Given instruction A:
Report every line of the records that contains the string "water".

Selected text:
** begin **
I’ve never been a fan of “extreme sports.” Many years ago, as a ranger at Arches, we often pulled stranded climbers out of dangerous situations; the experience jaded me. Nowadays my anti-adrenalin rants get me in trouble with my under-30 friends. One young climber complained recently, “It’s this geriatric community of do-nothings that wants to sit by and look at rock that is getting butthurt.”
Extreme sports is an industry, with a myriad of ways to risk life and limb. Once the realm of the few, now it’s a sub-culture. Tragedy has followed closely on its heels.
The 2013 Grand County Search and Rescue statistics are mind-numbing. But the most unbearable number is the growing fatality list. By mid-2013, five young recreationists had died in climbing mishaps—from miscalculations and unchecked faulty gear. More were on the way.
** end **
Given instruction B:
Decide whether each statement below agrees with the passage on extreme sports. Answer yes or no for each, and quote the words of the passage that decide it.
(i) The writer once worked as a ranger at Arches.
(ii) By mid-2013, three young recreationists had died in climbing mishaps.
(iii) The writer says extreme sports are still the realm of only a few.

Material for this task:
** begin **
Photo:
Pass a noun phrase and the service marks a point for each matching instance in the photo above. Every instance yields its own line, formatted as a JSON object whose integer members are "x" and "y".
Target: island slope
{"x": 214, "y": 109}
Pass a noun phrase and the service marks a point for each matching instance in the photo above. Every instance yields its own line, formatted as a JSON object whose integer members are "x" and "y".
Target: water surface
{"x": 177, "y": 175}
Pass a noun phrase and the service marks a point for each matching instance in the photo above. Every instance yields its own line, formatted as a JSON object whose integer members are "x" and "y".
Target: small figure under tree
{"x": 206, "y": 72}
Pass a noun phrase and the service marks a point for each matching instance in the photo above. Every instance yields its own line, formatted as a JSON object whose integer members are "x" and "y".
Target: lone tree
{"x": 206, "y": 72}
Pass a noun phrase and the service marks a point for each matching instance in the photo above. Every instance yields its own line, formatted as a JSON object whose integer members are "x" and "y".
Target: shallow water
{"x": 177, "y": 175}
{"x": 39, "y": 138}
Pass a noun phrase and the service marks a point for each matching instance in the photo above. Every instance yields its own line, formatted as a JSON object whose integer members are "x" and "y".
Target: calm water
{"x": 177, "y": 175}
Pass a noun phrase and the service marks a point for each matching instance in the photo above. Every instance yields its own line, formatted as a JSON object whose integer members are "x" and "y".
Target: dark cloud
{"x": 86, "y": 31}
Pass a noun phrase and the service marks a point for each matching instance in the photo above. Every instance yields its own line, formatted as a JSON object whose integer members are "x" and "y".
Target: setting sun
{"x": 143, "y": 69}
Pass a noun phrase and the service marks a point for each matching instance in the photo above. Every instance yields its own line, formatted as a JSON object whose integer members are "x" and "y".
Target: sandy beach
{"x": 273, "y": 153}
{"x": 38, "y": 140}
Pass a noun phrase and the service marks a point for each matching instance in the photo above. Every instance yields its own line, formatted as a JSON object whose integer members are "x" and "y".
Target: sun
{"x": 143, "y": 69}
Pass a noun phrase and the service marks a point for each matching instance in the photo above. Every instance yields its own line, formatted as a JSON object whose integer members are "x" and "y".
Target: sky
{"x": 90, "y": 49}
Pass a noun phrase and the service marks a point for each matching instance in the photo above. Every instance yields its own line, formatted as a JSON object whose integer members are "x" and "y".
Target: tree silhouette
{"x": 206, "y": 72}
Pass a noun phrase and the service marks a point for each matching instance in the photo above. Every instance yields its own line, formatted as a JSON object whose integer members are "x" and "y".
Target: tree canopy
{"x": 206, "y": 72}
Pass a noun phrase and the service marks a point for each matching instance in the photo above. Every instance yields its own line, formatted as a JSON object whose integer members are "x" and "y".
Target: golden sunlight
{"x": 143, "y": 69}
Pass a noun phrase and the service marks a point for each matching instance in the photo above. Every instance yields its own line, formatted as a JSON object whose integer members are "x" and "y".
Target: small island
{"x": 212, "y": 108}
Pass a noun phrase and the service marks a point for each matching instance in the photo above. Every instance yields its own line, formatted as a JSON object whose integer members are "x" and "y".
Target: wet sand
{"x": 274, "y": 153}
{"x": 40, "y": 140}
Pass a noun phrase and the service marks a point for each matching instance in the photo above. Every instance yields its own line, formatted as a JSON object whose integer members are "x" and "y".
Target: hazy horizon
** end **
Solution A:
Target: water surface
Target: shallow water
Target: calm water

Solution B:
(i) Yes: "as a ranger at Arches"
(ii) No: "five young recreationists had died in climbing mishaps"
(iii) No: "Once the realm of the few, now it’s a sub-culture."